____ Data

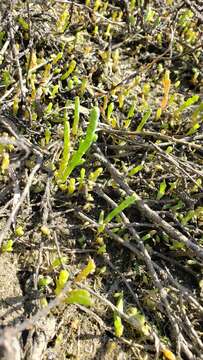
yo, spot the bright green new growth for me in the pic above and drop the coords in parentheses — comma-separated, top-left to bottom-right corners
(61, 59, 76, 80)
(128, 164, 143, 176)
(104, 194, 137, 225)
(60, 106, 100, 183)
(177, 94, 199, 114)
(2, 239, 13, 253)
(65, 289, 92, 307)
(157, 179, 167, 200)
(55, 269, 69, 295)
(114, 292, 124, 337)
(107, 102, 114, 121)
(72, 96, 80, 136)
(136, 109, 151, 132)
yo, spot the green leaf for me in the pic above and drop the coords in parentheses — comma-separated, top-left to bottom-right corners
(177, 95, 199, 114)
(187, 122, 200, 136)
(55, 269, 69, 295)
(61, 60, 76, 80)
(127, 307, 150, 335)
(2, 70, 12, 87)
(136, 109, 151, 132)
(50, 84, 59, 98)
(38, 276, 52, 287)
(18, 16, 29, 30)
(2, 240, 13, 253)
(114, 292, 124, 337)
(72, 96, 80, 136)
(104, 194, 137, 225)
(157, 179, 167, 200)
(45, 127, 51, 145)
(97, 244, 106, 254)
(127, 102, 135, 119)
(75, 258, 96, 283)
(60, 106, 99, 182)
(56, 10, 69, 33)
(51, 256, 68, 269)
(181, 210, 195, 225)
(52, 52, 63, 65)
(65, 289, 93, 307)
(128, 164, 143, 176)
(107, 102, 114, 121)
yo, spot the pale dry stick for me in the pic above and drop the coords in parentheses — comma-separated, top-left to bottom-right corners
(8, 167, 21, 226)
(0, 85, 17, 103)
(103, 254, 142, 311)
(163, 266, 203, 313)
(104, 141, 173, 151)
(0, 39, 10, 62)
(169, 25, 176, 63)
(44, 246, 96, 254)
(53, 231, 66, 270)
(93, 146, 203, 260)
(106, 221, 159, 229)
(99, 126, 203, 151)
(33, 241, 44, 294)
(178, 157, 203, 178)
(0, 200, 13, 217)
(28, 60, 50, 76)
(151, 142, 203, 188)
(179, 296, 203, 351)
(25, 0, 34, 83)
(0, 158, 42, 248)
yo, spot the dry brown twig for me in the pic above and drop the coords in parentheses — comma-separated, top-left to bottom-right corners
(0, 157, 42, 248)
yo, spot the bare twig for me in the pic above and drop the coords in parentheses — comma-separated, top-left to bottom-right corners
(0, 157, 42, 248)
(8, 14, 27, 102)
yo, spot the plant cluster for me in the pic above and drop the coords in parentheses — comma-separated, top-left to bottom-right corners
(0, 0, 202, 359)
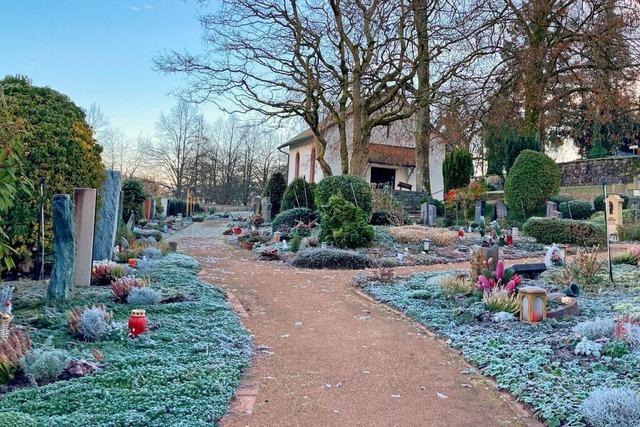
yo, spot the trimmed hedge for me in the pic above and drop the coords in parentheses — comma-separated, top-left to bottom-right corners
(271, 208, 318, 232)
(315, 176, 373, 215)
(558, 201, 594, 220)
(504, 150, 560, 216)
(522, 217, 605, 246)
(291, 248, 371, 269)
(281, 178, 316, 211)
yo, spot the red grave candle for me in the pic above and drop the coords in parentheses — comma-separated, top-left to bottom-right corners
(128, 309, 147, 337)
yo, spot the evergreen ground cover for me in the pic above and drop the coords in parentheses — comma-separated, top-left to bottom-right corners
(0, 253, 251, 426)
(363, 268, 640, 426)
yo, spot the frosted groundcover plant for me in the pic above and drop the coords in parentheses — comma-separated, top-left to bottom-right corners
(364, 272, 640, 426)
(0, 254, 251, 426)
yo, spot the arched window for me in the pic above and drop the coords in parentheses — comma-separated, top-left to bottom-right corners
(310, 147, 316, 182)
(294, 152, 301, 179)
(609, 201, 614, 215)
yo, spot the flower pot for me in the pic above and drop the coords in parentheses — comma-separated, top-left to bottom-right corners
(128, 309, 147, 337)
(240, 241, 255, 250)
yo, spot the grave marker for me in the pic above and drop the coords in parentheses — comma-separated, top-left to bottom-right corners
(48, 195, 76, 305)
(495, 200, 508, 219)
(606, 194, 624, 241)
(93, 170, 121, 261)
(73, 188, 96, 287)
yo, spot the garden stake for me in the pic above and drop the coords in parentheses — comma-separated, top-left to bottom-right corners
(38, 176, 45, 281)
(599, 177, 613, 283)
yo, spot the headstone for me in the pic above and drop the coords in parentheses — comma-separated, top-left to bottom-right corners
(161, 198, 169, 217)
(606, 194, 624, 241)
(512, 227, 519, 241)
(495, 200, 508, 219)
(48, 195, 76, 305)
(261, 197, 272, 222)
(427, 204, 437, 226)
(546, 201, 562, 218)
(420, 202, 428, 225)
(252, 196, 262, 215)
(93, 170, 121, 261)
(143, 197, 152, 220)
(474, 200, 486, 224)
(73, 188, 96, 287)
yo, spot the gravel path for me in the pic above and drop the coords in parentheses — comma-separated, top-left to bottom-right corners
(172, 220, 539, 427)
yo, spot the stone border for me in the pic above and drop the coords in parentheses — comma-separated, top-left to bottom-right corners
(352, 286, 544, 427)
(221, 291, 258, 422)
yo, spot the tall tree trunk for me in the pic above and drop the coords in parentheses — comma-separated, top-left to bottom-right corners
(413, 0, 432, 193)
(349, 78, 369, 176)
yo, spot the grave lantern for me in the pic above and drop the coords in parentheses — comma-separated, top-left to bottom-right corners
(422, 239, 431, 252)
(128, 309, 147, 337)
(518, 286, 547, 323)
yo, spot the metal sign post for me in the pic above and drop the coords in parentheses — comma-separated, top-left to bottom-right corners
(599, 177, 613, 283)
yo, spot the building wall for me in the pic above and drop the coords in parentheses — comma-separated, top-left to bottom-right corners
(286, 116, 445, 200)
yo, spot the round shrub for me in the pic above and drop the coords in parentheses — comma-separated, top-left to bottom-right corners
(504, 150, 560, 216)
(522, 217, 605, 246)
(281, 178, 316, 211)
(558, 201, 594, 220)
(22, 348, 68, 385)
(581, 387, 640, 427)
(141, 247, 163, 260)
(271, 208, 318, 232)
(1, 75, 105, 262)
(291, 248, 371, 269)
(443, 148, 473, 191)
(127, 287, 162, 305)
(370, 211, 391, 226)
(320, 194, 374, 248)
(315, 175, 373, 215)
(263, 172, 287, 215)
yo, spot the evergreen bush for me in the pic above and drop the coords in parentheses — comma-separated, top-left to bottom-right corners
(271, 208, 318, 232)
(504, 150, 560, 216)
(315, 175, 373, 215)
(443, 148, 473, 191)
(320, 194, 374, 249)
(122, 178, 146, 222)
(281, 178, 316, 211)
(22, 348, 68, 385)
(522, 217, 605, 246)
(593, 194, 629, 212)
(263, 172, 287, 215)
(1, 75, 104, 262)
(558, 201, 594, 220)
(291, 248, 371, 269)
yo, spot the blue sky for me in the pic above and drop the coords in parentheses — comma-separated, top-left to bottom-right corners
(1, 0, 222, 137)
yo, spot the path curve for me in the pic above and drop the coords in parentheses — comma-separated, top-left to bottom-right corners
(172, 220, 540, 427)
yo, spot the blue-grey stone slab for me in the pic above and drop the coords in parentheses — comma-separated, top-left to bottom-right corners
(48, 194, 76, 305)
(93, 170, 121, 261)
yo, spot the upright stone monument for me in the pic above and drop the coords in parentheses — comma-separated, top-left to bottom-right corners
(48, 195, 76, 305)
(160, 198, 169, 217)
(546, 201, 562, 218)
(420, 202, 428, 225)
(261, 197, 272, 222)
(427, 204, 437, 226)
(73, 188, 96, 287)
(474, 200, 486, 224)
(495, 200, 508, 220)
(606, 194, 624, 241)
(93, 170, 121, 261)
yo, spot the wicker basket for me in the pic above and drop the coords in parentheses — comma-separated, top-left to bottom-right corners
(0, 313, 13, 342)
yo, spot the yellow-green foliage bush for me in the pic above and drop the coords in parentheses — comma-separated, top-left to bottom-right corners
(1, 76, 104, 263)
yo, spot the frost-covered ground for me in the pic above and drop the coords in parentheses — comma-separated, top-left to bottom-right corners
(364, 269, 640, 426)
(0, 253, 251, 426)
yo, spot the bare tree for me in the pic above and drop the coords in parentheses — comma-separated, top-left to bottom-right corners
(149, 100, 201, 198)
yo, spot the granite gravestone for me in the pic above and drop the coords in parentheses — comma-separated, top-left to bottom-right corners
(93, 170, 121, 261)
(48, 195, 76, 305)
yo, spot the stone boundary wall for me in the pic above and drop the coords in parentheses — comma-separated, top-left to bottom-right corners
(558, 156, 640, 186)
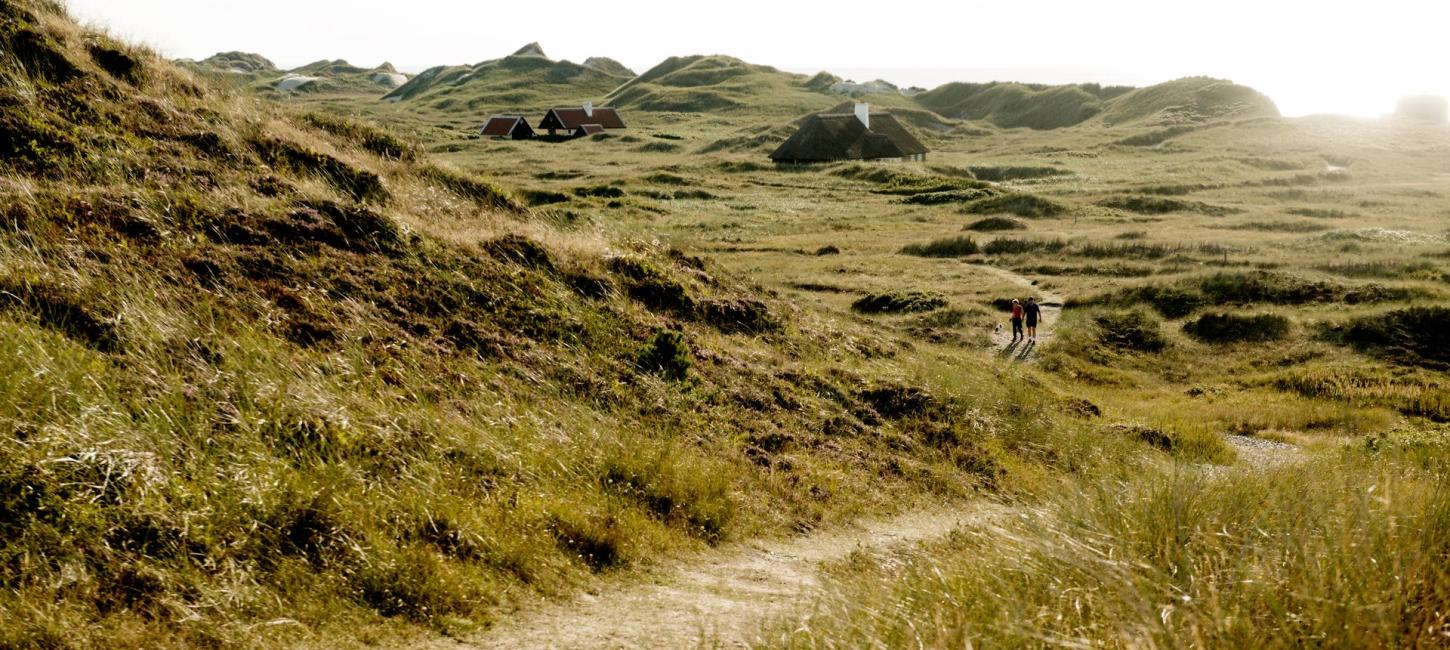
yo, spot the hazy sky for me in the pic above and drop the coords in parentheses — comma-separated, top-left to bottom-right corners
(67, 0, 1448, 117)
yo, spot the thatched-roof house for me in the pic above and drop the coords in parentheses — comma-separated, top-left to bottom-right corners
(480, 116, 534, 140)
(540, 102, 626, 136)
(770, 103, 928, 163)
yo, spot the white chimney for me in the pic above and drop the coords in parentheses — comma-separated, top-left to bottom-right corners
(584, 101, 594, 117)
(854, 102, 870, 129)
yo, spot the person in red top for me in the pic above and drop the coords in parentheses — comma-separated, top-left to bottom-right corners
(1010, 299, 1024, 342)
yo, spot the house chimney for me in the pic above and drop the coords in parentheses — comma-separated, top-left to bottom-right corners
(854, 102, 870, 129)
(584, 101, 594, 117)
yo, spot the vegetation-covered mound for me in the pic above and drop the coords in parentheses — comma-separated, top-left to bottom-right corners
(1095, 76, 1279, 125)
(852, 291, 949, 314)
(911, 77, 1276, 130)
(1075, 272, 1424, 318)
(1183, 312, 1291, 343)
(0, 3, 1070, 645)
(606, 55, 840, 114)
(383, 43, 630, 110)
(1332, 306, 1450, 369)
(913, 81, 1131, 129)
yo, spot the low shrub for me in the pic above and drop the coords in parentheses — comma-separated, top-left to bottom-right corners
(1183, 313, 1291, 343)
(852, 291, 948, 314)
(574, 184, 626, 199)
(964, 194, 1065, 218)
(1094, 310, 1167, 352)
(1098, 195, 1234, 216)
(637, 329, 692, 380)
(900, 189, 993, 205)
(965, 216, 1026, 232)
(983, 238, 1068, 255)
(901, 236, 979, 258)
(1332, 306, 1450, 369)
(965, 165, 1067, 182)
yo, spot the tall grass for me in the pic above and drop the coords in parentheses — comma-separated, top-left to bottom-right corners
(759, 433, 1450, 648)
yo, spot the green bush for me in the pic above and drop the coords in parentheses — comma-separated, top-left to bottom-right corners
(901, 236, 979, 258)
(964, 194, 1065, 218)
(1094, 310, 1167, 352)
(983, 237, 1068, 255)
(637, 329, 692, 380)
(1334, 306, 1450, 369)
(1183, 313, 1291, 343)
(852, 291, 948, 314)
(964, 216, 1026, 232)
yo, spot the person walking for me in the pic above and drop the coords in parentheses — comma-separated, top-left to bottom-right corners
(1010, 299, 1024, 342)
(1024, 297, 1041, 341)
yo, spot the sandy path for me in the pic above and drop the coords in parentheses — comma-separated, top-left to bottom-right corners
(427, 504, 1008, 650)
(973, 265, 1065, 359)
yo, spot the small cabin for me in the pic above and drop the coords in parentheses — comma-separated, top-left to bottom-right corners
(480, 116, 534, 140)
(574, 124, 607, 138)
(770, 103, 928, 164)
(539, 102, 626, 136)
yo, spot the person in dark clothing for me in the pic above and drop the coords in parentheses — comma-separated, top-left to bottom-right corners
(1010, 299, 1024, 341)
(1024, 297, 1041, 341)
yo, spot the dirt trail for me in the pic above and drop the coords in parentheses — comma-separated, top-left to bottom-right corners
(430, 504, 1008, 650)
(974, 265, 1065, 359)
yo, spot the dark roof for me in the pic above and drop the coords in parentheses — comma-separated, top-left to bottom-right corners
(769, 112, 928, 162)
(541, 107, 626, 129)
(577, 124, 606, 135)
(481, 116, 526, 136)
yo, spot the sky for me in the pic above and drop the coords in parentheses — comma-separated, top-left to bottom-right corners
(66, 0, 1449, 118)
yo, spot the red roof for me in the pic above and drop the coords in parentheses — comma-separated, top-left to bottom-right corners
(577, 124, 606, 135)
(481, 116, 526, 137)
(540, 107, 626, 130)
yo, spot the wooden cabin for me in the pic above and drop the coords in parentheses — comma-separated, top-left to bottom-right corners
(539, 102, 626, 136)
(480, 116, 534, 140)
(770, 103, 928, 163)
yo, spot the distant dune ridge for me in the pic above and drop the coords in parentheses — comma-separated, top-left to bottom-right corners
(183, 41, 1281, 134)
(180, 52, 409, 94)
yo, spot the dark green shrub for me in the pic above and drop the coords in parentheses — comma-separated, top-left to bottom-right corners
(964, 194, 1065, 218)
(1334, 306, 1450, 369)
(573, 184, 625, 199)
(1095, 310, 1167, 352)
(698, 298, 775, 334)
(1183, 313, 1291, 343)
(638, 329, 691, 380)
(901, 189, 993, 205)
(520, 189, 569, 206)
(965, 216, 1026, 231)
(983, 237, 1068, 255)
(1098, 195, 1234, 216)
(901, 236, 979, 258)
(852, 291, 948, 314)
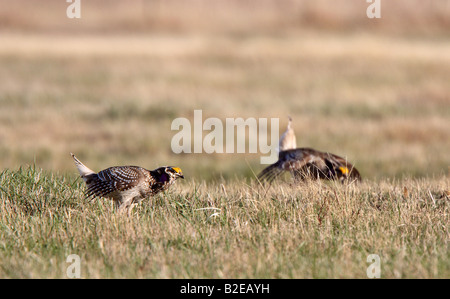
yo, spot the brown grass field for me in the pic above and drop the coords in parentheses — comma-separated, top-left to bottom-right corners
(0, 0, 448, 279)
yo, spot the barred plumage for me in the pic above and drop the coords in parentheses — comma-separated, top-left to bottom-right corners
(258, 117, 361, 184)
(71, 153, 184, 214)
(258, 148, 361, 183)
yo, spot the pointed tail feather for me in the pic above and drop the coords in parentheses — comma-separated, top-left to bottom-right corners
(71, 153, 96, 180)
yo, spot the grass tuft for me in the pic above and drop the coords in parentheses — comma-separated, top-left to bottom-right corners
(0, 166, 448, 278)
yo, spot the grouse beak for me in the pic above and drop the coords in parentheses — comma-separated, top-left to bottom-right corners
(172, 167, 184, 179)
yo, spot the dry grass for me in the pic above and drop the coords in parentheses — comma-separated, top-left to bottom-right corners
(0, 0, 449, 279)
(0, 167, 448, 278)
(0, 32, 448, 180)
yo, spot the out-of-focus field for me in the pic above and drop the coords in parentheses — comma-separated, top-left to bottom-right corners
(0, 0, 449, 180)
(0, 0, 448, 279)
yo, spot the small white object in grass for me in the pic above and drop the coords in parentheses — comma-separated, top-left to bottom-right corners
(195, 207, 221, 211)
(208, 212, 220, 220)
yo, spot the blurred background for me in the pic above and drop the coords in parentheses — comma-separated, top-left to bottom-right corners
(0, 0, 449, 181)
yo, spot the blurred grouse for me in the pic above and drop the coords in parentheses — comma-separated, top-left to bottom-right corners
(259, 117, 361, 183)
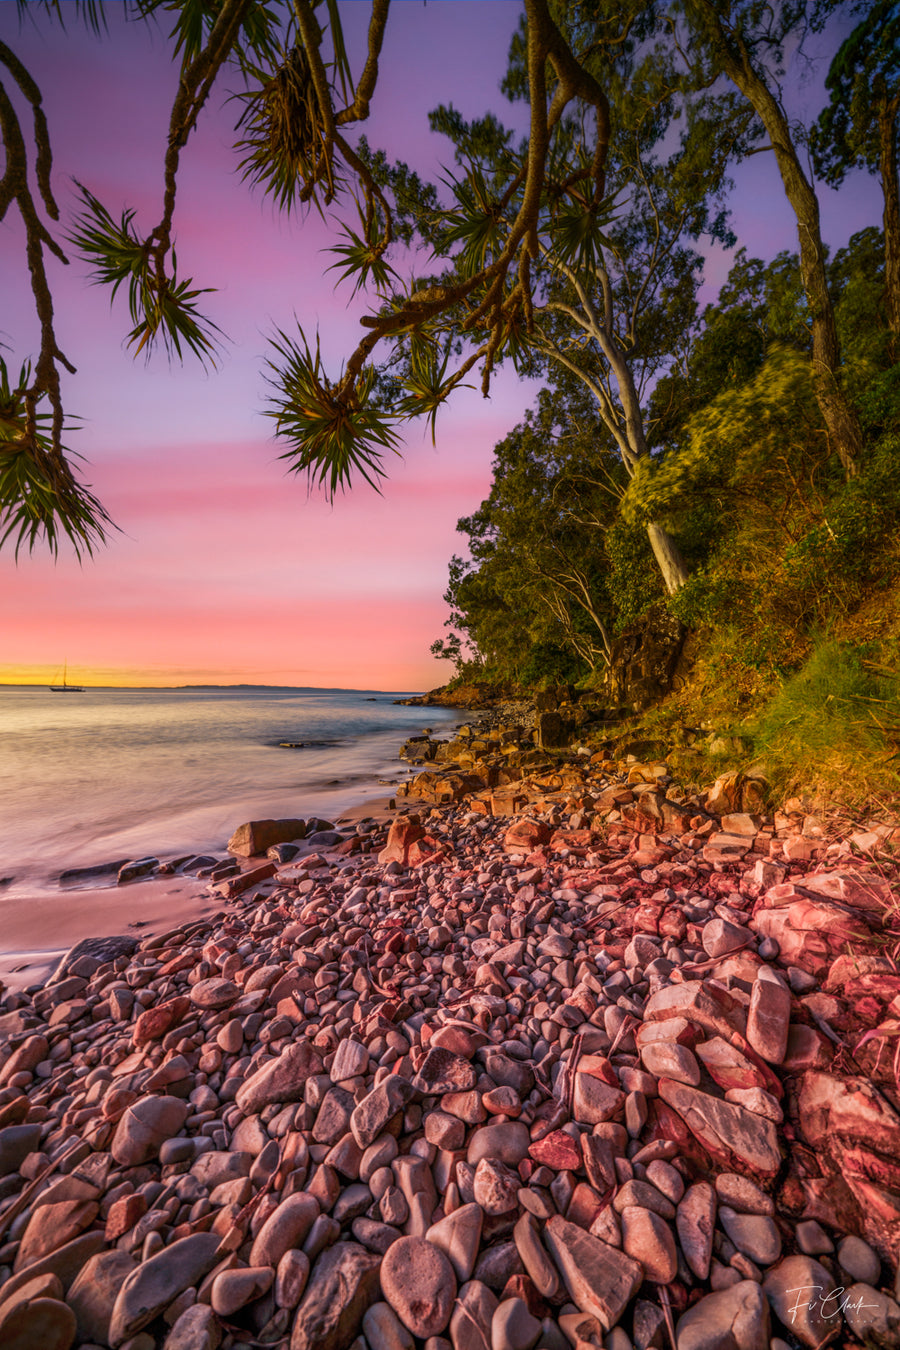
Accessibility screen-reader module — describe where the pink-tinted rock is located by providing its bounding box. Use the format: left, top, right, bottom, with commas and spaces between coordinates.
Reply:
724, 1087, 783, 1122
190, 977, 239, 1009
528, 1131, 582, 1172
572, 1074, 625, 1125
473, 1158, 519, 1215
211, 1266, 274, 1316
378, 817, 425, 867
658, 1079, 782, 1177
0, 1035, 49, 1087
430, 1024, 483, 1058
502, 819, 551, 852
67, 1250, 138, 1346
677, 1182, 716, 1280
380, 1235, 457, 1338
695, 1037, 769, 1093
0, 1297, 77, 1350
762, 1255, 838, 1347
110, 1095, 190, 1167
250, 1192, 319, 1268
781, 1025, 834, 1071
228, 818, 307, 856
543, 1216, 642, 1331
753, 900, 871, 979
235, 1040, 324, 1115
108, 1234, 221, 1346
676, 1282, 770, 1350
643, 981, 747, 1038
132, 996, 191, 1047
14, 1200, 99, 1273
426, 1203, 483, 1283
164, 1302, 222, 1350
798, 1072, 900, 1157
218, 861, 277, 897
412, 1047, 476, 1096
620, 1206, 677, 1282
640, 1042, 700, 1086
746, 970, 791, 1065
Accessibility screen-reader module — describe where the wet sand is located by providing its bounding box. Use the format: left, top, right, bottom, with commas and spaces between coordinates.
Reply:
0, 875, 226, 993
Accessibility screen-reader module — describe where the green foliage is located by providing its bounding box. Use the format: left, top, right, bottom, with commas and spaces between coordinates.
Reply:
810, 2, 900, 186
749, 639, 900, 793
68, 183, 223, 366
264, 325, 401, 497
325, 219, 397, 298
605, 519, 663, 631
0, 356, 114, 558
517, 643, 589, 689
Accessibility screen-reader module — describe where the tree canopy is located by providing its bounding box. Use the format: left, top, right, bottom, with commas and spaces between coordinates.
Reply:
0, 0, 894, 578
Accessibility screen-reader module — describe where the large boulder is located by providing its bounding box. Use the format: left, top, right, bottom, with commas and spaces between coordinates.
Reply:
228, 819, 307, 857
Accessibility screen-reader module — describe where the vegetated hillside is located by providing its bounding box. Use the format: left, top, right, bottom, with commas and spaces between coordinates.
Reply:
430, 224, 900, 810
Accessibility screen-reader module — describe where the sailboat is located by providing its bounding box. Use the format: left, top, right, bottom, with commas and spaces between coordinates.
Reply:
50, 661, 84, 692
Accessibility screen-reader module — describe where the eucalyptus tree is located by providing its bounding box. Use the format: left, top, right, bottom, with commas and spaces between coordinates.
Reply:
679, 0, 865, 478
810, 1, 900, 356
355, 3, 757, 595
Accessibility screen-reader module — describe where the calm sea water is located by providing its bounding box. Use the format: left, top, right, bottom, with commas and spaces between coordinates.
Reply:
0, 685, 460, 897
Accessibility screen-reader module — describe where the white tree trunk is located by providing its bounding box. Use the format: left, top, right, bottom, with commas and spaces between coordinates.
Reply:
647, 520, 689, 594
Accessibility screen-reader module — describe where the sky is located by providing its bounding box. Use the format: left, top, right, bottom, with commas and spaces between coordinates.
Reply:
0, 1, 884, 690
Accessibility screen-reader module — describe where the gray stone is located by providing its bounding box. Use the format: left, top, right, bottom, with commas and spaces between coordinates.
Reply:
50, 935, 137, 982
108, 1233, 221, 1346
719, 1208, 782, 1266
542, 1215, 642, 1331
450, 1281, 498, 1350
842, 1283, 900, 1348
426, 1203, 483, 1282
0, 1123, 42, 1176
467, 1123, 531, 1167
676, 1183, 716, 1282
491, 1297, 541, 1350
364, 1302, 416, 1350
676, 1281, 770, 1350
290, 1242, 382, 1350
762, 1255, 840, 1348
838, 1235, 880, 1285
60, 1249, 138, 1346
163, 1303, 222, 1350
351, 1078, 416, 1149
110, 1095, 190, 1167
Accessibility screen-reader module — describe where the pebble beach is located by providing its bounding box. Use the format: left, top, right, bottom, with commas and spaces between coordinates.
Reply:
1, 734, 900, 1350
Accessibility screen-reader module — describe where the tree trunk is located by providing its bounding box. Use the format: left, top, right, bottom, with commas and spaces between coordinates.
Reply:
647, 520, 689, 594
689, 3, 862, 477
879, 98, 900, 360
614, 353, 690, 593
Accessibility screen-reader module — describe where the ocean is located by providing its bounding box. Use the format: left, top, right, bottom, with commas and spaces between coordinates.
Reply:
0, 685, 461, 899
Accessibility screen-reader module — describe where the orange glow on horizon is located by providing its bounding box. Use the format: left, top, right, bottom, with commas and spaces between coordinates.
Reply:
0, 665, 433, 691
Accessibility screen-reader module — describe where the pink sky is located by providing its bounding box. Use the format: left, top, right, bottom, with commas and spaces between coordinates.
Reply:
0, 3, 883, 689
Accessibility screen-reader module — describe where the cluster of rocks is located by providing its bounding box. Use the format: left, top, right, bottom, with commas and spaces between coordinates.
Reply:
2, 757, 900, 1350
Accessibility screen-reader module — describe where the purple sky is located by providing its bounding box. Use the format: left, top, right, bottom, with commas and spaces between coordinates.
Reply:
0, 2, 883, 688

________

**How to complete this task**
Find the word "pink" in the entries, then copy out every line that has it.

**Exercise response**
Accessibility screen-reader module — describe where the pink-tinted rock is located by providing its bounding box. Use the format: left, top, right, bottom, with commas and spaces between coordinates.
Accessibility screen-reader module — describe where the pink sky is located by providing its bounding box. Use the format: left, top, right, bottom, with commas and spaces between coordinates.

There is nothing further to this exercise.